== Exercise aim ==
Reproduce the rows from the line containing "Where can you see the rocky outcrop" up to and including the line containing "[[13, 11], [251, 0]]", replacing "Place a pin" with "Mark a point" and leaving everything else unchanged; omit the pictures from your answer.

Raw records start

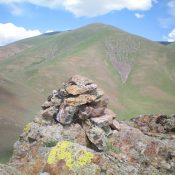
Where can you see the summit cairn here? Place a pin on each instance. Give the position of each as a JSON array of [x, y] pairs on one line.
[[81, 101], [76, 134]]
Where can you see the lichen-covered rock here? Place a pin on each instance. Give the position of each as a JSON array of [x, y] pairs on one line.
[[76, 134], [77, 158]]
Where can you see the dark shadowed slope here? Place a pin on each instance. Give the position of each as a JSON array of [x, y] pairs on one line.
[[136, 74]]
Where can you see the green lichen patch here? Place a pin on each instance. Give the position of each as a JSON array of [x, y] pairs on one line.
[[74, 156]]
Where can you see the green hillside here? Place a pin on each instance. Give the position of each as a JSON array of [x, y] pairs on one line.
[[138, 75]]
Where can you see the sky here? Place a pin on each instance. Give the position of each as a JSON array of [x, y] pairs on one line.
[[152, 19]]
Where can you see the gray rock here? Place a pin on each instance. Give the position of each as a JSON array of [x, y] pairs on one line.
[[65, 115]]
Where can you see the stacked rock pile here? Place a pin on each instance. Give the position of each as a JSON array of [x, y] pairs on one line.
[[81, 101]]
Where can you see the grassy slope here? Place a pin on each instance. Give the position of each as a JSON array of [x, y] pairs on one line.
[[91, 51]]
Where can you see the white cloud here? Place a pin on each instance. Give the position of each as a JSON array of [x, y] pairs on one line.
[[89, 8], [171, 36], [138, 15], [10, 33]]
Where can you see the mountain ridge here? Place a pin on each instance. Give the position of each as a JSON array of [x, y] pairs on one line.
[[137, 74]]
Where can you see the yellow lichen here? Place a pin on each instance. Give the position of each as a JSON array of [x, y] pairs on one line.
[[27, 127], [74, 156]]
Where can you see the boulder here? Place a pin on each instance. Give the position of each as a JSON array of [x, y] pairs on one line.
[[76, 134]]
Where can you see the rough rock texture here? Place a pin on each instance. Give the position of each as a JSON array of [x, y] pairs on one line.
[[75, 133]]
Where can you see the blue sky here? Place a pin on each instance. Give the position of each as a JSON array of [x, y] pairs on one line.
[[152, 19]]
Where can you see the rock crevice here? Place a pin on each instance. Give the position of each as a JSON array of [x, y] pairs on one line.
[[75, 133]]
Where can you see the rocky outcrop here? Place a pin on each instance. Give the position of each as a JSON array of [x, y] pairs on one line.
[[75, 133]]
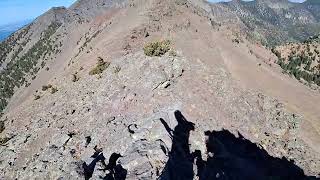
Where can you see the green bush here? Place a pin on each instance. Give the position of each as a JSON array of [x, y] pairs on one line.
[[2, 126], [36, 97], [157, 48], [46, 87], [101, 66], [53, 90]]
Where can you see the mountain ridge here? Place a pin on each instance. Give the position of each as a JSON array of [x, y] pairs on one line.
[[78, 81]]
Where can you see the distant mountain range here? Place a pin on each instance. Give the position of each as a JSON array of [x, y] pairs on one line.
[[272, 22], [8, 29]]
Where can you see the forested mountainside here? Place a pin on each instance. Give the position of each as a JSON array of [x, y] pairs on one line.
[[272, 22]]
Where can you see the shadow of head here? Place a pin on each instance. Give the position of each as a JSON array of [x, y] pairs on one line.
[[182, 121], [233, 157]]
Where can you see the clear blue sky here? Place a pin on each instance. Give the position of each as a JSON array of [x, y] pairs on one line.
[[13, 11], [251, 0]]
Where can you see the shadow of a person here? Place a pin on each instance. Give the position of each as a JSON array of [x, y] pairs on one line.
[[116, 171], [180, 163], [231, 157]]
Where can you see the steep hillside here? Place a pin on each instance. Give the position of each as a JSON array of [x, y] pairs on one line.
[[302, 60], [271, 22], [150, 89]]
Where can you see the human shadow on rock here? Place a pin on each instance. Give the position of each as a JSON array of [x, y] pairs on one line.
[[115, 171], [180, 163], [231, 157], [228, 157]]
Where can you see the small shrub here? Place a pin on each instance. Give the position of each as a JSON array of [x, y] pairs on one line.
[[53, 90], [101, 66], [46, 87], [36, 97], [117, 69], [2, 126], [173, 53], [75, 78], [4, 140], [157, 48]]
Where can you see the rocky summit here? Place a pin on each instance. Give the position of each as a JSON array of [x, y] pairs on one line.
[[163, 89]]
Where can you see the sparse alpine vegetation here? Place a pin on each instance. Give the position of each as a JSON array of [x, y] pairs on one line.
[[157, 48], [301, 60], [27, 65], [100, 67]]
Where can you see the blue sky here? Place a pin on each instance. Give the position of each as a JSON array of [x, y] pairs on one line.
[[251, 0], [15, 11]]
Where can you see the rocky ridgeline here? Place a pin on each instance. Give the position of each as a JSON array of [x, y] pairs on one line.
[[131, 112]]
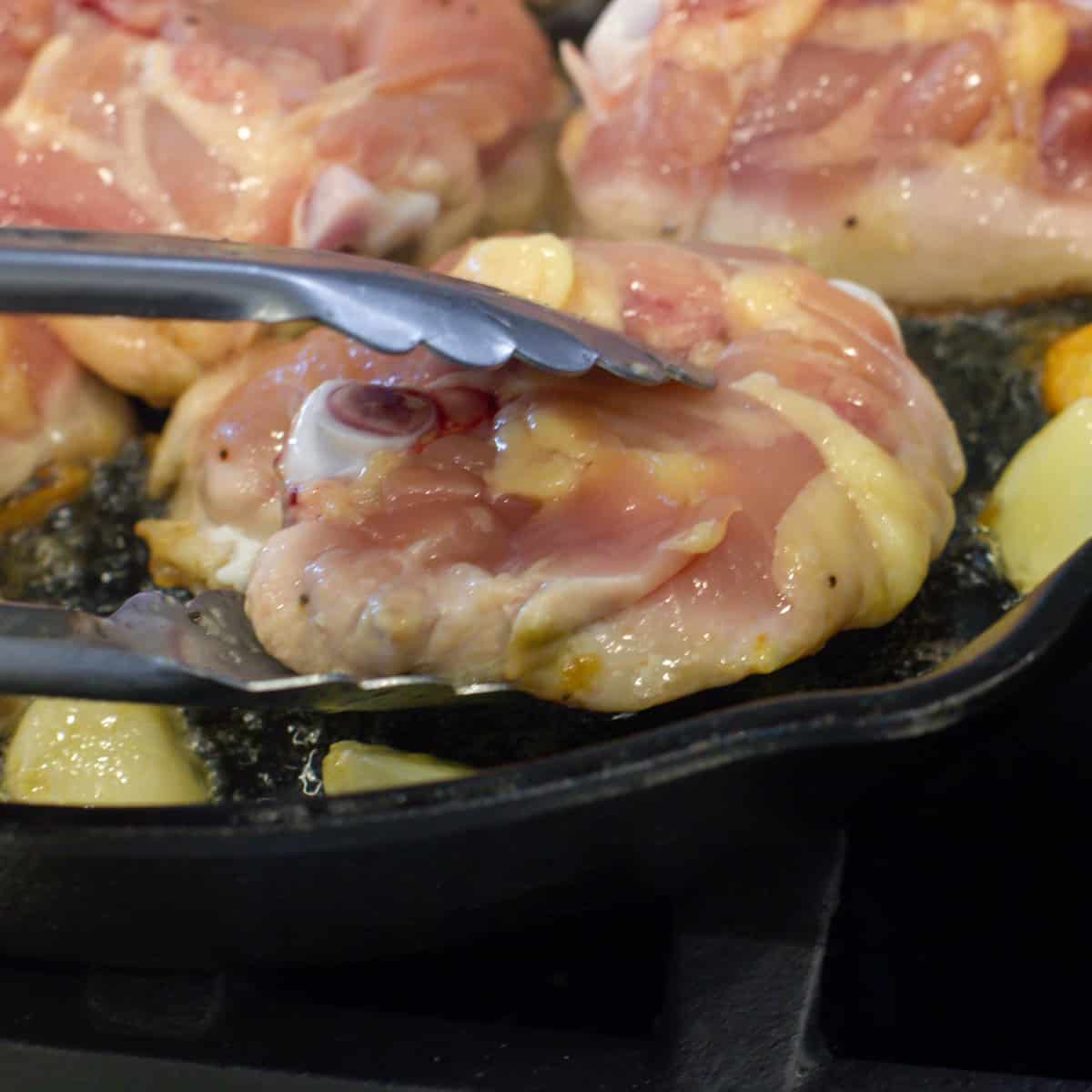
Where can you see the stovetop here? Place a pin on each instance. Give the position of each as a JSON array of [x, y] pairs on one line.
[[940, 943]]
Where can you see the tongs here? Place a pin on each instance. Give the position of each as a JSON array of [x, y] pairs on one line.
[[157, 649], [389, 307]]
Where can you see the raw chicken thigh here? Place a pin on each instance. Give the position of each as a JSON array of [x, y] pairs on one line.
[[369, 125], [52, 412], [938, 151], [590, 541]]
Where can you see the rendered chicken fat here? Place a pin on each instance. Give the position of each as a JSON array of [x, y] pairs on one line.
[[352, 767], [343, 423], [90, 753]]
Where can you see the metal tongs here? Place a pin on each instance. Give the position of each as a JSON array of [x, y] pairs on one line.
[[389, 307], [154, 649]]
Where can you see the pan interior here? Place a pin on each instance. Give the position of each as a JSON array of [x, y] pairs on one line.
[[986, 369]]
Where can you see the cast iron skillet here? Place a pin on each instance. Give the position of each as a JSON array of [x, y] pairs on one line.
[[640, 809]]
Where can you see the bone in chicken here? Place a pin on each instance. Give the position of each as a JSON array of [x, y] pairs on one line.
[[588, 540]]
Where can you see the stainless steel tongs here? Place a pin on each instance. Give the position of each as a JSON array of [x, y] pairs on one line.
[[389, 307]]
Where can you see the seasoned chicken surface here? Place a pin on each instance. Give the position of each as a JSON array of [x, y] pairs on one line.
[[937, 151], [369, 125], [588, 540], [50, 410]]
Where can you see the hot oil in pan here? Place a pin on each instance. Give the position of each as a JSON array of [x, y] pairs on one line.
[[984, 367]]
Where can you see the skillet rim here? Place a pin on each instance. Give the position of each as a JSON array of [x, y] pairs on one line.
[[1025, 637]]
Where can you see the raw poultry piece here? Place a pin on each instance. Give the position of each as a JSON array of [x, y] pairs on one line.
[[52, 412], [370, 126], [937, 151], [589, 540]]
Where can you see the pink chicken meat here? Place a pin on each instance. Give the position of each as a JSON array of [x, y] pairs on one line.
[[377, 126], [937, 151], [52, 410], [587, 540]]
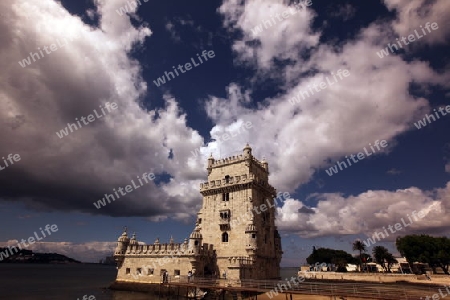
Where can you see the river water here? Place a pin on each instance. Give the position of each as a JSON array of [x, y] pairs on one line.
[[43, 281]]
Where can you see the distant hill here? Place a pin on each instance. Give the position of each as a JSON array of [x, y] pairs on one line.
[[109, 260], [27, 256]]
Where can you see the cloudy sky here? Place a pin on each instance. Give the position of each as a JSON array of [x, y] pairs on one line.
[[60, 61]]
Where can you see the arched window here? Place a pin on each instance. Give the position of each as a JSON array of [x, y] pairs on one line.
[[224, 237]]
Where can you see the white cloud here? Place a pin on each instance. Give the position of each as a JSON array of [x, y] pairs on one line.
[[84, 252], [93, 68], [340, 120], [368, 212], [411, 14]]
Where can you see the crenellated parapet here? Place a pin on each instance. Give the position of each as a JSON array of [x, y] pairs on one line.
[[240, 261], [235, 183]]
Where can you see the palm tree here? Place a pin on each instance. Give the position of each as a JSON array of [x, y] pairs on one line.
[[359, 246], [380, 254]]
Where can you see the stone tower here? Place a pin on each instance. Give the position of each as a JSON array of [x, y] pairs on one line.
[[238, 217]]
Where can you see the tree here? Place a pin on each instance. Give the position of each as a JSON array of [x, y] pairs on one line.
[[382, 257], [339, 258], [359, 246], [425, 249]]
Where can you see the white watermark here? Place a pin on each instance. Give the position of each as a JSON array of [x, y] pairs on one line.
[[411, 38], [359, 156], [90, 118], [161, 80], [31, 240], [128, 189], [423, 122], [11, 158], [315, 88], [281, 17], [393, 229]]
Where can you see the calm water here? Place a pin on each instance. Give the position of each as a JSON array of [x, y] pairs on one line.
[[35, 282]]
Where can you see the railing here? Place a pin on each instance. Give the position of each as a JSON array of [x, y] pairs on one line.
[[367, 290]]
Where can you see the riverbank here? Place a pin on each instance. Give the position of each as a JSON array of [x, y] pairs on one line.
[[377, 277]]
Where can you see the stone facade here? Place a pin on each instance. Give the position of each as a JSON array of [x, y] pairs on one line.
[[235, 234]]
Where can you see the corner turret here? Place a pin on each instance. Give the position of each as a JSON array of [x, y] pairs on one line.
[[247, 151]]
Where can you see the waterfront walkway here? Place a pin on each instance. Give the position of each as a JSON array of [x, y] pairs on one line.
[[334, 290]]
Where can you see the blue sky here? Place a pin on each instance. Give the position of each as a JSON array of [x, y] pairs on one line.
[[169, 130]]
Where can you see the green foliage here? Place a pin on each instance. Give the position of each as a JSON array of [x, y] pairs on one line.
[[426, 249], [325, 255], [382, 257], [359, 246]]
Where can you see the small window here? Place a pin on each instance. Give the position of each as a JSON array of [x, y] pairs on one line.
[[225, 237], [225, 196]]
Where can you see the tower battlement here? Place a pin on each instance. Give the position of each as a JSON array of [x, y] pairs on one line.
[[222, 244]]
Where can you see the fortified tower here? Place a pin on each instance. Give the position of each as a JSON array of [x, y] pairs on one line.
[[238, 217], [234, 237]]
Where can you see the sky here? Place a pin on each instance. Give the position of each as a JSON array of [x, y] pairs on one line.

Raw records end

== Correct result ==
Where can you see the rocky outcrop here? Mark a point on each instance. Give the position of each as a JSON array of [x, y] pairs on one line.
[[75, 133]]
Where can you see the green bush here? Mark a point on each instance. Give the position of each as a JSON array of [x, y] pairs on one line.
[[2, 126], [36, 97], [157, 48], [46, 87], [101, 66], [53, 90]]
Where can you see the mountain ridge here? Mark a point on each instance. Give the position of each as a JSON array of [x, y] pairs on one line.
[[78, 81]]
Where can you see the distant mountain range here? Mark a point on each instance. Give the position of each as a JSON array of [x, y] pairs on one line.
[[272, 22], [8, 29]]
Where can you see the forested mountainside here? Mark a point on each instance. Give the position of each as a JSON array of [x, y] pairs on one line.
[[272, 22]]
Where can you see the shadow of head here? Mark a point on each instance. Give the position of each as a JSON array of [x, y] pairs on one line.
[[182, 121], [233, 157]]
Where can you see the clear blue sky here? Mark a point on each instance. Give the position of each as a JSON array of [x, y] pairs on one line.
[[13, 11], [251, 0]]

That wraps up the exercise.